— Objective 1 —
Answer these questions about the thread:
(a) In which country will next year's Members Meeting be held?
(b) How many attempts to get translation projects going have failed almost at the starting gate?
(c) Which translation group is described as very enthusiastic but as having made little if any progress?

Hi all, I have a vague memory of this idea being raised at some point, but I can't find any evidence of it, so maybe it was all in my head. After three attempts to get translation projects going have failed almost at the starting gate, it seems to me that we need an alternative strategy. Since the Members Meeting will be in France next year, how about organizing a one-day "translate-a-thon" to update the French translation? We could provide food, organization and guidance, and try to get a large enough group of interested French speakers to storm through as much of the French translation job as can be done in a day. We might get it all done. Even if we don't, I bet we could get far enough with it that the job would get finished over the following weeks. What do you think? Cheers, Martin
Martin, this sounds like a great idea - definitely in French and perhaps on
the fringe of that group, in another one or two languages -Italian? . It
could even have a remote component - people can join in via hangouts and
edit their language. I was thinking, even before you emailled me to ask
about the progress of the Greek translation, that what is needed is some
kind if group excitement and support. I'd been thinking that I should mail
Anna Maria and see if she wanted to put together a virtual editathon at
some time. This can still happen, but the event at the members meeting
would be great. Also an other way to involve the people who are TEI savvy
but not super technical.
But - the discussion about the translations also had some points about how
to re-incorporate translations into the Guidelines and also how to keep
them up to date. Is this still an issue? It would be neat to have the
translations quickly available.
The Greek translation group were very enthusiastic, but haven't made much
if any progress.
--elli
On Tue, Dec 23, 2014 at 11:15 PM, Martin Holmes
Hi all,
I have a vague memory of this idea being raised at some point, but I can't find any evidence of it, so maybe it was all in my head. After three attempts to get translation projects going have failed almost at the starting gate, it seems to me that we need an alternative strategy. Since the Members Meeting will be in France next year, how about organizing a one-day "translate-a-thon" to update the French translation? We could provide food, organization and guidance, and try to get a large enough group of interested French speakers to storm through as much of the French translation job as can be done in a day.
We might get it all done. Even if we don't, I bet we could get far enough with it that the job would get finished over the following weeks. What do you think?

— Objective 2 —
In the rows, format everything from the line containing "Expected output: a single point for each instance of the distant" down to the line containing "(1097, 658)" as a JSON list of strings, one string per line, with blank lines left out. Leave the pictures out of the answer.

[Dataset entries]

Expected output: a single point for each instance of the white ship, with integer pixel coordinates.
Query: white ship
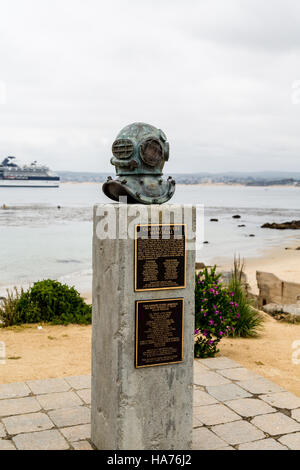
(33, 175)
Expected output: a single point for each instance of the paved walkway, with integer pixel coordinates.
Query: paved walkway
(233, 409)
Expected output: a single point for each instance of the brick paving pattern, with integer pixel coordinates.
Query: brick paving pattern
(234, 409)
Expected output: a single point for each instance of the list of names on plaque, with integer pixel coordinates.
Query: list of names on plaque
(160, 257)
(159, 332)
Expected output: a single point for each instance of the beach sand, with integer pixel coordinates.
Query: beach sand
(60, 351)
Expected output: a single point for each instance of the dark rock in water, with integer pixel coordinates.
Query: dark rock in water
(293, 225)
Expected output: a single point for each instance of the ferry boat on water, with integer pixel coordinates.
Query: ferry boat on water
(33, 175)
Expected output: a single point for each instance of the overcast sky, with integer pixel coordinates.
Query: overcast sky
(215, 75)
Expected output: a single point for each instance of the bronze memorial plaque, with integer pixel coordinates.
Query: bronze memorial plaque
(159, 332)
(160, 257)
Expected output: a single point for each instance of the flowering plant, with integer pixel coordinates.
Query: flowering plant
(216, 312)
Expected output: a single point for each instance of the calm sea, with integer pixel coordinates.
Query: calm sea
(38, 240)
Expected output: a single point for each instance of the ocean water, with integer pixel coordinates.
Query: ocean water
(47, 233)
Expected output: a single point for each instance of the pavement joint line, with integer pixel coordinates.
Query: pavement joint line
(253, 408)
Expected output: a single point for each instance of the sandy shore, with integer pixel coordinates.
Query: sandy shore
(61, 351)
(53, 351)
(58, 351)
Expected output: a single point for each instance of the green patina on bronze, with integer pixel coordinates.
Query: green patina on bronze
(139, 154)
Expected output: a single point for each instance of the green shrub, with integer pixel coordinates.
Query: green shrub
(250, 320)
(216, 313)
(52, 302)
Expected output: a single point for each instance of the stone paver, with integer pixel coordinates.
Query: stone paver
(202, 398)
(248, 407)
(79, 382)
(77, 433)
(85, 395)
(82, 445)
(44, 440)
(219, 363)
(296, 415)
(27, 423)
(6, 445)
(238, 373)
(53, 401)
(284, 400)
(292, 441)
(215, 414)
(264, 444)
(14, 390)
(209, 378)
(70, 416)
(39, 387)
(17, 406)
(238, 432)
(203, 439)
(228, 392)
(276, 424)
(260, 386)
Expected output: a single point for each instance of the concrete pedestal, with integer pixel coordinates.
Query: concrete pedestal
(146, 408)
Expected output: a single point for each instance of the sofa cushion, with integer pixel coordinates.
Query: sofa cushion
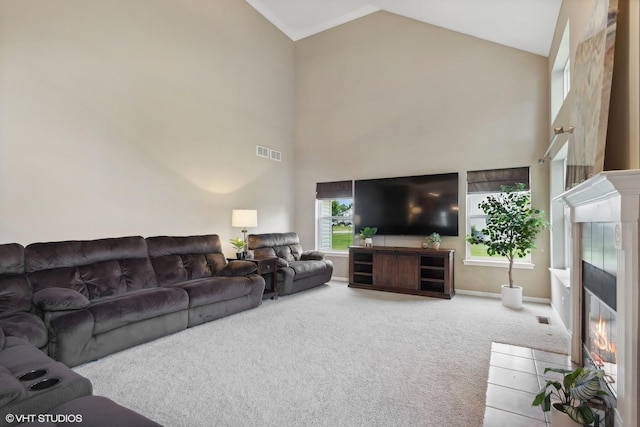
(94, 268)
(312, 256)
(178, 259)
(283, 245)
(26, 326)
(238, 268)
(15, 294)
(215, 289)
(308, 268)
(112, 313)
(285, 253)
(19, 354)
(59, 299)
(10, 387)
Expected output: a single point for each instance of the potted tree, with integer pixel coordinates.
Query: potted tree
(239, 245)
(570, 408)
(511, 230)
(366, 235)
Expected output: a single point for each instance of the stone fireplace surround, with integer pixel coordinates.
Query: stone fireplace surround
(611, 197)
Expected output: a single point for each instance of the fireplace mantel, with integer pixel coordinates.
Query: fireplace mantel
(612, 197)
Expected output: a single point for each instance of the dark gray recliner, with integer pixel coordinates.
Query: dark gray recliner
(297, 269)
(17, 317)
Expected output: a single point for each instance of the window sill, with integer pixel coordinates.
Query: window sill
(563, 275)
(498, 264)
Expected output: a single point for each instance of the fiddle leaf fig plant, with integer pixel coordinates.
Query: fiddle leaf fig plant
(512, 225)
(238, 244)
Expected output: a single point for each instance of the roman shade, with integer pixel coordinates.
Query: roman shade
(334, 190)
(490, 181)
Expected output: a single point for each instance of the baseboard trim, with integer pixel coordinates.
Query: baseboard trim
(499, 296)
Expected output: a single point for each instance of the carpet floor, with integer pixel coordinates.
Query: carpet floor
(329, 356)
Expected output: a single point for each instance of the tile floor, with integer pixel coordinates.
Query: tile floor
(516, 374)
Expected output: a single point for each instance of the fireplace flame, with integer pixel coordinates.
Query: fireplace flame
(606, 350)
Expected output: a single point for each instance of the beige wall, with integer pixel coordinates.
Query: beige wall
(389, 96)
(141, 117)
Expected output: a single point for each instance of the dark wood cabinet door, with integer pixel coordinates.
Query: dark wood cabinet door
(407, 271)
(384, 268)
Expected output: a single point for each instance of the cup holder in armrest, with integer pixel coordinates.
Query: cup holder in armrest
(32, 375)
(44, 384)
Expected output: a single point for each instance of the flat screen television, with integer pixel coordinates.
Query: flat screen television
(408, 205)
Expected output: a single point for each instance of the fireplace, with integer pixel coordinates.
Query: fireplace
(605, 290)
(599, 325)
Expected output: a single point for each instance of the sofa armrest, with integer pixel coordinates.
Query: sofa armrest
(59, 299)
(238, 268)
(312, 255)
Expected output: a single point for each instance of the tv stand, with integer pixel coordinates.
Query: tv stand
(416, 271)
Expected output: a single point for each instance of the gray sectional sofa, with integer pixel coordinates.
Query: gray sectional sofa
(101, 296)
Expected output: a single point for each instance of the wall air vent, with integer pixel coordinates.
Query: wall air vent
(262, 151)
(276, 155)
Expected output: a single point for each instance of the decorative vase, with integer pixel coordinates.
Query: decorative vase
(512, 297)
(559, 418)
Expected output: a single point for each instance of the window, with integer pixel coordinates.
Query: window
(560, 74)
(481, 184)
(334, 216)
(566, 72)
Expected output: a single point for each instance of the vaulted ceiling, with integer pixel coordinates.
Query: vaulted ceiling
(523, 24)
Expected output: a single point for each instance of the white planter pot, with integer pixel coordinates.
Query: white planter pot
(512, 297)
(560, 419)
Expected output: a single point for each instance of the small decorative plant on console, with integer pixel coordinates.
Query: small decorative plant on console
(511, 230)
(239, 245)
(366, 235)
(432, 241)
(571, 396)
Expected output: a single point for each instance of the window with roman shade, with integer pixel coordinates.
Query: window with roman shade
(481, 184)
(334, 216)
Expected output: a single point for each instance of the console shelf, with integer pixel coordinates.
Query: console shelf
(426, 272)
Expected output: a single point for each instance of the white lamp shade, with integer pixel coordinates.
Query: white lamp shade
(244, 218)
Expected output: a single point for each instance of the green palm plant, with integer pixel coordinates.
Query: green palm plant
(572, 394)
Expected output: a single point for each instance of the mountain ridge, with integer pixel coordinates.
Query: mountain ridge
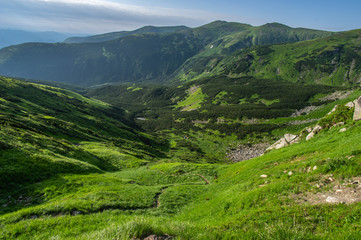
(139, 57)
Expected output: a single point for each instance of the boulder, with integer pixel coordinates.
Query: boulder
(333, 109)
(290, 138)
(314, 131)
(350, 104)
(357, 112)
(343, 130)
(286, 140)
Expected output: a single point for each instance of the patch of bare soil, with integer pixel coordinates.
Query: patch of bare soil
(347, 192)
(246, 152)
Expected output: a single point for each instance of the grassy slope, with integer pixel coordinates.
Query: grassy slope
(137, 202)
(334, 60)
(114, 35)
(273, 33)
(133, 58)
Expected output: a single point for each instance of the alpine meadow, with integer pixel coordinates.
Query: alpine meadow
(221, 131)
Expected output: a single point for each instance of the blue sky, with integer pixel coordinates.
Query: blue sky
(99, 16)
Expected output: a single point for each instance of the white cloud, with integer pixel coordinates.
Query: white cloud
(92, 16)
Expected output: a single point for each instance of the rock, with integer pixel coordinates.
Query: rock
(155, 237)
(290, 138)
(74, 213)
(309, 136)
(286, 140)
(338, 124)
(357, 112)
(343, 130)
(350, 104)
(333, 109)
(151, 237)
(246, 152)
(279, 144)
(315, 130)
(331, 199)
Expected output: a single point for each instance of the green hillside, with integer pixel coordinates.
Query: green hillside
(272, 33)
(217, 103)
(280, 195)
(334, 60)
(114, 35)
(46, 131)
(138, 57)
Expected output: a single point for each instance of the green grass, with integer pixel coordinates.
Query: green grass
(236, 204)
(193, 101)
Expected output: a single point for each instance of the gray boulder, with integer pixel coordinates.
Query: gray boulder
(357, 112)
(286, 140)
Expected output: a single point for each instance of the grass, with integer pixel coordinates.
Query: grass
(193, 101)
(237, 204)
(62, 179)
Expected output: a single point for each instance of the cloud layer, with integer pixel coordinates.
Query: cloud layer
(91, 16)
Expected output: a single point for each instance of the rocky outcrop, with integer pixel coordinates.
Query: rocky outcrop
(246, 152)
(357, 112)
(313, 132)
(286, 140)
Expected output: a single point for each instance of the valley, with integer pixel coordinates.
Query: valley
(162, 133)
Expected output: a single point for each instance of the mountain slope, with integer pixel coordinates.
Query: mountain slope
(280, 195)
(46, 131)
(272, 33)
(137, 57)
(114, 35)
(10, 37)
(334, 60)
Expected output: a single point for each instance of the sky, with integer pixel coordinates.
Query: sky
(101, 16)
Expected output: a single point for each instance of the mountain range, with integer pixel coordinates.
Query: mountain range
(149, 56)
(224, 131)
(10, 37)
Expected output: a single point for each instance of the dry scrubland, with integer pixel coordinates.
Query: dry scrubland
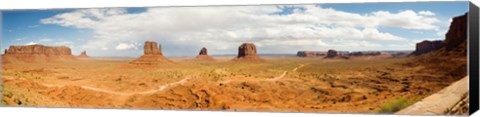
(288, 84)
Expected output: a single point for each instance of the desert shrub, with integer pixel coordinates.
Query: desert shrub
(397, 104)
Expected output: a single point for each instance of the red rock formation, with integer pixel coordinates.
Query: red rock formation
(311, 53)
(247, 52)
(152, 55)
(455, 42)
(151, 48)
(83, 55)
(37, 53)
(203, 55)
(427, 46)
(456, 37)
(331, 53)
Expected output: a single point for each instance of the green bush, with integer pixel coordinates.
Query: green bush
(397, 104)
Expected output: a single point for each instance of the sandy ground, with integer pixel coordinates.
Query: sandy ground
(286, 84)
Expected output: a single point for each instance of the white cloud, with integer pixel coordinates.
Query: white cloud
(124, 46)
(426, 13)
(31, 43)
(64, 43)
(45, 40)
(223, 29)
(33, 26)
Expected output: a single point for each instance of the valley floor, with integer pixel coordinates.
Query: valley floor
(286, 84)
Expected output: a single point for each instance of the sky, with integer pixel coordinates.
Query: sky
(274, 29)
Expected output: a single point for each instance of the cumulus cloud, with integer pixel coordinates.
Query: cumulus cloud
(426, 13)
(64, 43)
(31, 43)
(124, 46)
(223, 29)
(45, 40)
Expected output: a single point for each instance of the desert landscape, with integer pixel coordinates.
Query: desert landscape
(312, 81)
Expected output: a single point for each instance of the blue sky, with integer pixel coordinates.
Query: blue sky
(182, 31)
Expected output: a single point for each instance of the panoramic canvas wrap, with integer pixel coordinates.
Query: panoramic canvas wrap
(335, 58)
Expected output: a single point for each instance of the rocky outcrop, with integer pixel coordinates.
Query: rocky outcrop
(83, 55)
(455, 43)
(152, 48)
(247, 52)
(37, 53)
(311, 54)
(152, 55)
(331, 54)
(427, 46)
(203, 55)
(456, 37)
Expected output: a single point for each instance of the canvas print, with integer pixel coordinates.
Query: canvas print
(321, 58)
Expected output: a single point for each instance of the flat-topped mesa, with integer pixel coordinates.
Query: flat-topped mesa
(337, 54)
(456, 37)
(309, 54)
(38, 53)
(331, 53)
(203, 55)
(152, 48)
(152, 55)
(426, 47)
(247, 52)
(83, 55)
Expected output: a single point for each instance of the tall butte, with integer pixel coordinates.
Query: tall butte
(37, 53)
(203, 55)
(152, 54)
(247, 52)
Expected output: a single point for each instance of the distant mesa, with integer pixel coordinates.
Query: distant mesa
(426, 47)
(310, 54)
(247, 52)
(331, 54)
(337, 54)
(83, 55)
(203, 55)
(152, 54)
(38, 53)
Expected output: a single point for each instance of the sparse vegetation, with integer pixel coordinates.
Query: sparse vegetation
(320, 85)
(397, 104)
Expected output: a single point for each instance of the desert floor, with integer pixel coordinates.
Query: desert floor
(286, 84)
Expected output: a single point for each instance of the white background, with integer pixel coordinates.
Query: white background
(78, 112)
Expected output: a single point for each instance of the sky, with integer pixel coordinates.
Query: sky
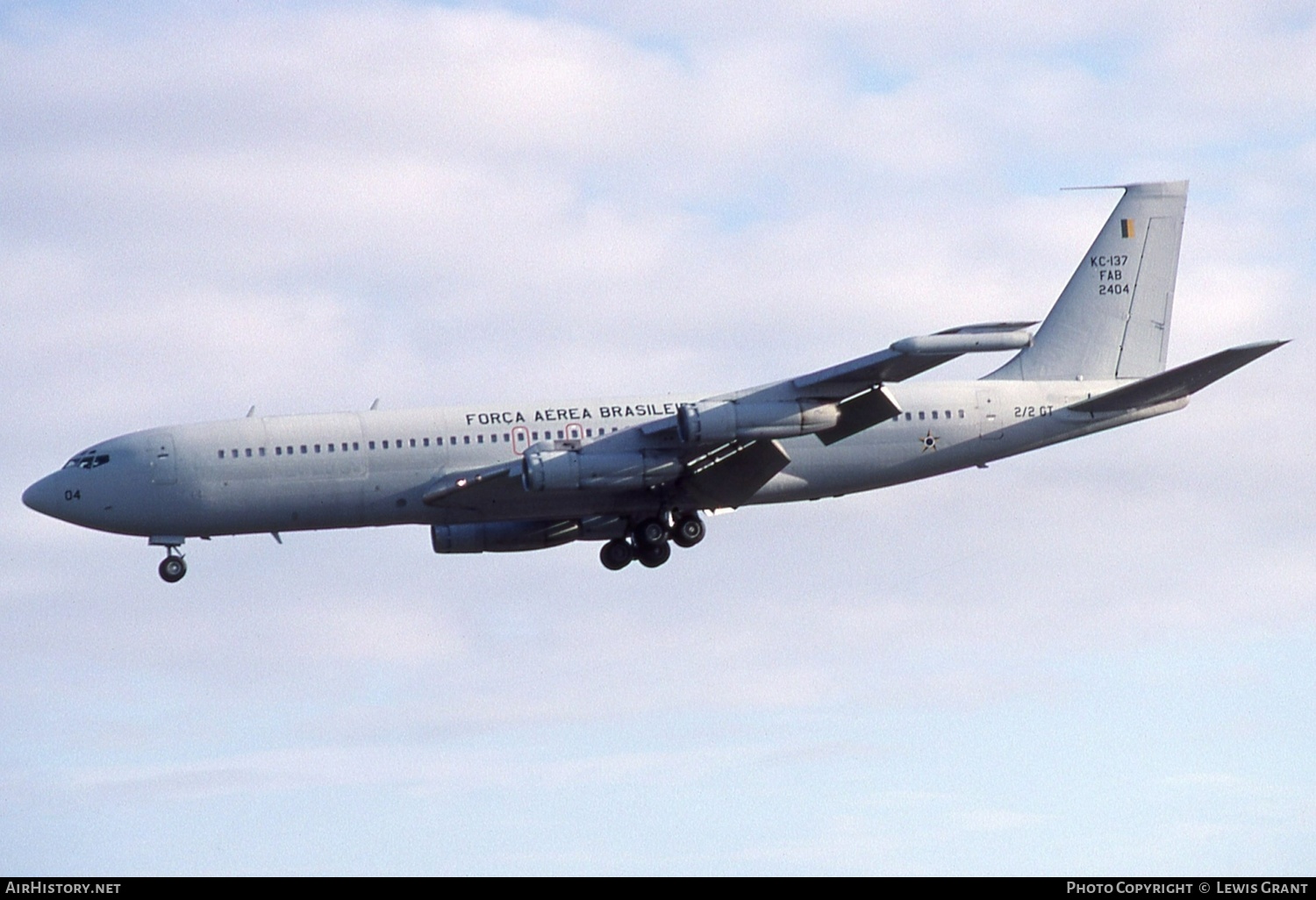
(1097, 658)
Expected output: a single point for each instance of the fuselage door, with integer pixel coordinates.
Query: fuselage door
(990, 423)
(160, 457)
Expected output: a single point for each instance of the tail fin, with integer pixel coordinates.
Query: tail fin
(1112, 320)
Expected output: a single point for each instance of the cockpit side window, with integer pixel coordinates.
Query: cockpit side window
(87, 460)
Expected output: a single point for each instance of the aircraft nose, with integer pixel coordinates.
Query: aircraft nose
(41, 496)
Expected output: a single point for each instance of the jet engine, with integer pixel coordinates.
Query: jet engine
(574, 470)
(710, 423)
(503, 537)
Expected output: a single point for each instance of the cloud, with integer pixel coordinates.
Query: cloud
(308, 207)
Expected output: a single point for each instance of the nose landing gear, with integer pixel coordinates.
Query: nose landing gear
(173, 568)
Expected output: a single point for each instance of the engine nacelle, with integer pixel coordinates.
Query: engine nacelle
(502, 537)
(574, 470)
(710, 423)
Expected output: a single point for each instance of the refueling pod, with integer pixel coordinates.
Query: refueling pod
(576, 470)
(708, 423)
(502, 537)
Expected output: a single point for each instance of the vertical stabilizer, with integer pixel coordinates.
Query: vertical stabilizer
(1112, 320)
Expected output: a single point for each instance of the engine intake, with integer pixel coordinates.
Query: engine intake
(710, 423)
(574, 470)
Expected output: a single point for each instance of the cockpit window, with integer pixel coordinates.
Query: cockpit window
(87, 460)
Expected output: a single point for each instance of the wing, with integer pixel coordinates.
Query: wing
(721, 450)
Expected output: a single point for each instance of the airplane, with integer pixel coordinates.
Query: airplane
(637, 473)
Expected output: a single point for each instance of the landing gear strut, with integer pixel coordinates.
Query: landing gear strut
(616, 554)
(173, 568)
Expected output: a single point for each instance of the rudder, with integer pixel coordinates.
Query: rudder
(1112, 320)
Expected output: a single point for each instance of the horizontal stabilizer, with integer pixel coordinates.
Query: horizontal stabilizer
(894, 365)
(1178, 382)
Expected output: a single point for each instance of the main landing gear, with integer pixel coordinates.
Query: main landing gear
(649, 541)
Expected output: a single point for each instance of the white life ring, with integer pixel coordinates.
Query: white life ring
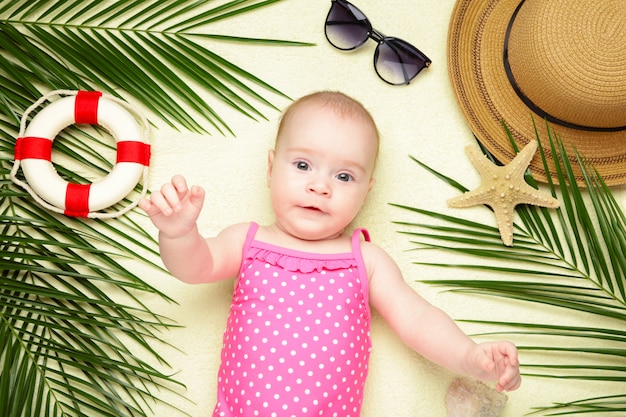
(33, 151)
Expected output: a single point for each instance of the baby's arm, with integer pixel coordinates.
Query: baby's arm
(431, 332)
(174, 210)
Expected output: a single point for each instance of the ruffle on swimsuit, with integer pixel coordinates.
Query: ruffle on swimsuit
(300, 261)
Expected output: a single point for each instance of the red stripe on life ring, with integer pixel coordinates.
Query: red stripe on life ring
(33, 148)
(86, 107)
(77, 200)
(133, 151)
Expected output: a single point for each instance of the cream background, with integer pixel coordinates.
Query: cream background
(421, 120)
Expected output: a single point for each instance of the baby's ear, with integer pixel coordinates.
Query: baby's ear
(372, 182)
(270, 165)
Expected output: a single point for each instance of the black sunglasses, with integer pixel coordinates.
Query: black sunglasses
(395, 61)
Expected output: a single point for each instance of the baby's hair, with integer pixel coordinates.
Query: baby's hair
(338, 102)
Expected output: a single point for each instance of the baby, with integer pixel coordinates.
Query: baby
(297, 340)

— Task solution 1 —
(a) France.
(b) Three.
(c) The Greek translation group.

— Task solution 2 —
[
  "Expected output: a single point for each instance of the distant mesa, with integer pixel coordinates.",
  "Query: distant mesa",
  "(426, 47)",
  "(310, 54)",
  "(247, 52)",
  "(331, 54)",
  "(337, 54)",
  "(83, 55)",
  "(203, 55)",
  "(152, 54)",
  "(38, 53)",
  "Expected output: a single point for each instance of the sparse vegetation, with integer pixel coordinates.",
  "Query: sparse vegetation",
  "(320, 85)",
  "(397, 104)",
  "Expected output: a single point for each instance of the desert floor, with integer pixel coordinates.",
  "Query: desert floor",
  "(286, 84)",
  "Expected output: a single point for each instance of the white background, with integer pixel coordinates.",
  "Query: white background",
  "(78, 112)",
  "Expected output: a single point for each instance of the sky, with integer pixel coordinates.",
  "Query: sky",
  "(1097, 658)"
]